WHAT IS ASKED:
(A) In the Audi MedCup report, who will serve as godmother to the Audi Azzurra Sailing Team?
(B) Continue the Audi MedCup report from its final sentence.

PAGE EXTRACT:

A glittering start to the season is assured when two of the newest TP52’s are formally launched on Monday at midday.
Italy’s Audi Azzura Sailing Team will have Princess Zahra Aga Khan as godmother, while model Eva Padberg and actor Jean Reno will share duties naming the Franco-German TP52 Audi A1 Team powered by ALL4ONE.
Princess Zahra Aga Khan is President of the Board of Directors of the Yacht Club Costa Smeralda which the Audi Azzurra Sailing Team represent and will be present to act as godmother. Eva Padberg was voted sexiest woman in the world in 2005 by readers of FHM and featured on the cover of GQ in 2006, while actor Jean Reno – Hollywood star of Mission Impossible, The Da Vinci Code, Léon, - is no stranger to the Audi MedCup Circuit after sailing as a guest in Cagliari, Sardinia last year.
Both Vrolijk designed Audi supported boats will fly distinctive spinnakers carrying the message ‘Audi Ultra-Lightweight Technology.’
After sailing on Monday, leading TP52 designer Rolf Vrolijk (NED) and a prominent designer from Audi will give an informal seminar on design trends, similarities and comparisons between the different marine and car technologies.
A break in training?
With no limitations on training days pre-regatta this season, some of the TP52 teams in particular have been training off Cascais now for several days and the brisk conditions have seen several breakages on the newly launched boats.
“Of course it is better to learn what will break now before the regatta starts rather than once on the race course.” Comments Nacho Postigo (ESP) Audi MedCup director,
“It is difficult to predict what the weather conditions will be like for the week, certainly a bit light and weak for the start of the week, then seeing more wind and maybe some rain for Thursday and Friday and then into sea breeze for the weekend.”
“Training has been very good so far, but people have been breaking things and that has been good for them, learning about the boats before the start of racing. But it has been very changeable with wind from the north, and now today the wind has been coming from the east.”
Double Olympic silver medallist Ross MacDonald (CAN) returns this season as tactician for José Cusí’s (ESP) iconic Bríbon (ESP) team which has a boat which is new to them, the former world championship winning Matador in the team’s 40th anniversary year:
“It has not been an easy year to get boats together on to the start line, but for sure we can say the overall standard is up a step, it is just phenomenal. There will be little to choose between the boats and the new boats. It will be very interesting to see the Soto 40’s start training in earnest Monday.”
“We have had a few days of good training since Wednesday. The conditions have been really typical of Cascais. Offshore it is breezy with good waves, very shifty and gusty. It is such a great spot.”
“I could not really tell you the differences between the new boats and this boat which is new to us, but is an ‘older’ boat. If there are any then it is very small. But I guess we will find out as time goes on, but if there is anything it is very minor.”
“What is going to be critical here is day in day out there will be the potential for breakages and so we will be just looking to keep it all together, boat, equipment and the team itself.”
The Audi MedCup Open Village opens Monday morning adjacent to the regatta site, by the Club Navale Cascais. The official practice race for the TP52’s is on Tuesday with racing for that fleet starting Wednesday and the Soto 40’s start racing Thursday.
18 May 2011
Different targets for Day 1?
It is Race Day 1 of the 2011 Audi MedCup Circuit in Cascais and the one unwanted visitor has been the overnight rain which has persisted into the morning, with showere still doing their best to dampen spirits.

GIVEN INFORMATION:

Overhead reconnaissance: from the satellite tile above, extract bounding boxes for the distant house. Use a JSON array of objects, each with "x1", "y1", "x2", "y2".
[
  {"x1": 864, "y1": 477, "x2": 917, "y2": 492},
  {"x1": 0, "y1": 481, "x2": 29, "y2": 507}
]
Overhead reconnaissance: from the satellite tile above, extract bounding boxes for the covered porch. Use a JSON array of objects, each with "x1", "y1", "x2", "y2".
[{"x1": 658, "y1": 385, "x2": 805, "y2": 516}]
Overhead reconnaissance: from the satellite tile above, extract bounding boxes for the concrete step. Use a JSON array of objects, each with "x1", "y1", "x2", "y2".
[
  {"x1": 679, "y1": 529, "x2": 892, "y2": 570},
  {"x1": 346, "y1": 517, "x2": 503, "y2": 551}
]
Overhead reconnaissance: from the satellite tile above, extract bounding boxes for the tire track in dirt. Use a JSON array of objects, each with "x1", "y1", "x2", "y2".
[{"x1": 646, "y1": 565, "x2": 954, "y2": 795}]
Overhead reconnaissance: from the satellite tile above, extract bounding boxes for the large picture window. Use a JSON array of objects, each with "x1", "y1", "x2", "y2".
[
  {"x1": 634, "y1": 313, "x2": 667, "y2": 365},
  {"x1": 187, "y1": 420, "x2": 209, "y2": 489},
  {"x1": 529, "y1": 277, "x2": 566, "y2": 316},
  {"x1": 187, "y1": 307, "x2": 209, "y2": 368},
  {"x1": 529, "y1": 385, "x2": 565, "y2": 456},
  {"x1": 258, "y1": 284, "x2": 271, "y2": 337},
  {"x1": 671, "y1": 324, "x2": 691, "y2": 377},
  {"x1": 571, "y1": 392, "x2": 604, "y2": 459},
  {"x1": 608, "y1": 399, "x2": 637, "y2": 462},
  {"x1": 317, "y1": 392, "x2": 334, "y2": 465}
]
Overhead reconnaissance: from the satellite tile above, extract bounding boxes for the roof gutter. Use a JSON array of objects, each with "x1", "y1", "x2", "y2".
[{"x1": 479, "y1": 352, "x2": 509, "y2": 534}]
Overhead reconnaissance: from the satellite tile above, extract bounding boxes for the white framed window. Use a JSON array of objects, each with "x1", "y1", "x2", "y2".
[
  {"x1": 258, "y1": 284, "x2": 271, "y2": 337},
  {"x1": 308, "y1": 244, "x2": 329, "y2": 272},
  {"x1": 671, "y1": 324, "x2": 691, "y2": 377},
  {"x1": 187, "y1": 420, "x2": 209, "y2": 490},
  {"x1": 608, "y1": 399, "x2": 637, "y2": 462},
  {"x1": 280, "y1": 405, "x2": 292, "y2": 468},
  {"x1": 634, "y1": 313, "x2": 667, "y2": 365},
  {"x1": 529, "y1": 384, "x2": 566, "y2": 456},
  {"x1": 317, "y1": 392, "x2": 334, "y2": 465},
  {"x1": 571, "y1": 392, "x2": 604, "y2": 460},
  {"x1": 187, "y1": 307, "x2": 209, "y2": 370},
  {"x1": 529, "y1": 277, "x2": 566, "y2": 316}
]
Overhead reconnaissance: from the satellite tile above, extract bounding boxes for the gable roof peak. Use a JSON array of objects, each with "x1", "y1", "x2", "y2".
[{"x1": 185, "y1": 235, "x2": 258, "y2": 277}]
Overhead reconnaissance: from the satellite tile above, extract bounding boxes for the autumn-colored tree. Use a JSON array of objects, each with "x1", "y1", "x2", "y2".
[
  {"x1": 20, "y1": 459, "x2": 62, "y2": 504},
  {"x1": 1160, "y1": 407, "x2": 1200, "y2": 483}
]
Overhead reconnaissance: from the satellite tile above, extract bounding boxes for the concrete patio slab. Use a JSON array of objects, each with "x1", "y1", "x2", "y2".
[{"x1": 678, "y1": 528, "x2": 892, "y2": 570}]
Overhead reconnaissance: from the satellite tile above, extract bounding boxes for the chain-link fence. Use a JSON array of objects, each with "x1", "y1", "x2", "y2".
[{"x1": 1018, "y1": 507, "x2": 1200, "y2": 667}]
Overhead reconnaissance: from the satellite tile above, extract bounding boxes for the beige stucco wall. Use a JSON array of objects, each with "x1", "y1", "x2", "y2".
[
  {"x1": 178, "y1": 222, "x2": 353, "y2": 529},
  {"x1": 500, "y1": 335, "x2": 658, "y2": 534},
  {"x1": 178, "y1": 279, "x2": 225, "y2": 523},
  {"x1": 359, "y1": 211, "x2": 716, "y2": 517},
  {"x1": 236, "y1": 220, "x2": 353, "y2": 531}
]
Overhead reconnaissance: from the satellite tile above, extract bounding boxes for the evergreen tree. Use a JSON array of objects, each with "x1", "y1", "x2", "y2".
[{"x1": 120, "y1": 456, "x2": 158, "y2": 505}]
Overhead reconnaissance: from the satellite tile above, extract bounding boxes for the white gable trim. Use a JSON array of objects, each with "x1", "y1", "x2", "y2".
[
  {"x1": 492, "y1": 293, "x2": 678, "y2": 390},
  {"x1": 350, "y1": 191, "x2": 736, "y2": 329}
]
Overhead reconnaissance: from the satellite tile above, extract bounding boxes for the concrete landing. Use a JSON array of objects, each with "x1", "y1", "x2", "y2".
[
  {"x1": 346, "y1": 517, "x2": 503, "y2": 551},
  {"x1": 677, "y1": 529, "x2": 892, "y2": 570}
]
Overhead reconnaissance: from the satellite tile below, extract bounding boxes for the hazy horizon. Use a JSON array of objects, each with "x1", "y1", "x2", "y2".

RESULTS FOR THE EXERCISE:
(A) Princess Zahra Aga Khan

(B)
But the mood is very upbeat. Some of the teams are confident that today’s two TP52 races will be a chance to simply deliver what they have been doing in training, others know that it will be another trip into relative unknowns, trying to galvanise the dynamics of crew work and finding boat speeds across the wind conditions.
Seven TP52’s will take to the start line of Race 1 which is scheduled a little after 1300hrs. The race area is due to be race area 2, that out to the west of Cabo Raso, the small headland to the west of the Bay of Cascais. With winds forecast between NNW and NNE through the day then that should give a little more open water, but for sure it will be shifty and puffy, a real opportunist’s first day.
The five Soto 40’s will race their Practice Race after the start of the 52 Series’ Race 1, following the established format: two practice starts then practice race.
If Audi Azzurra Sailing Team (ITA) have shown to be the form team for the moment, the performance so far of the new Quantum Racing has been pretty modest by the high standards set by the 2008 Audi MedCup champions and current TP52 World Champions.
Ed Reynolds, coach, project manager and President of Quantum Sails, explains his perspective on the problems of being behind their desired schedule with a new boat and a crew of which half are new this season:
"First day, we are really just hoping to get out of today and that is about it. There are so many unknowns with the team, and just the dynamics of the team, so we would be really comfortable to come in 'above the fold' if you will, out of today. I know that we will consistently get better and better. One of the issues has been our boat construction. We did two boats at the same builder and for a variety of reasons we are probably about three weeks behind schedule. And that starts steamrolling.....you can't finalise your sail shapes, you can't the practices, and you can't get all the things you want to get done before the first event. So we are not the only ones in that position, so there is really no crying about it."
"In 2008 we were similar. You know that building these boats, there is nothing in them, but they are so complex and so complicated, all the systems. Last year when we had the new deck it put us behind a little bit, but we had an absolutely consistent crew, we had the same crew for three years. But here, we have a brand new boat and half he crew new, there are a lot of things to work out. I know that we are going to get there."
"It is not difficult, no, here we are in Cascais racing sailboats, that is not difficult. There is nothing difficult, it is just challenging. We have some challenges to work through, but I am really confident in the group we have and the equipment we have, but I feel we have some exposures early in the season."
"This changes my role for the moment, a little bit. Terry was dialled in to everything, it was automatic. I think that dynamic still exists, but everyone is kind of finding their way, feeling their way through. So it will take a little bit more, as with everything I do I like to be hands on early, and get the hands off as quick as possible."
Weather for the day seems to suggest an 80% chance of racing with between 8 and 16 knots of wind from between 340 deg and 010 deg.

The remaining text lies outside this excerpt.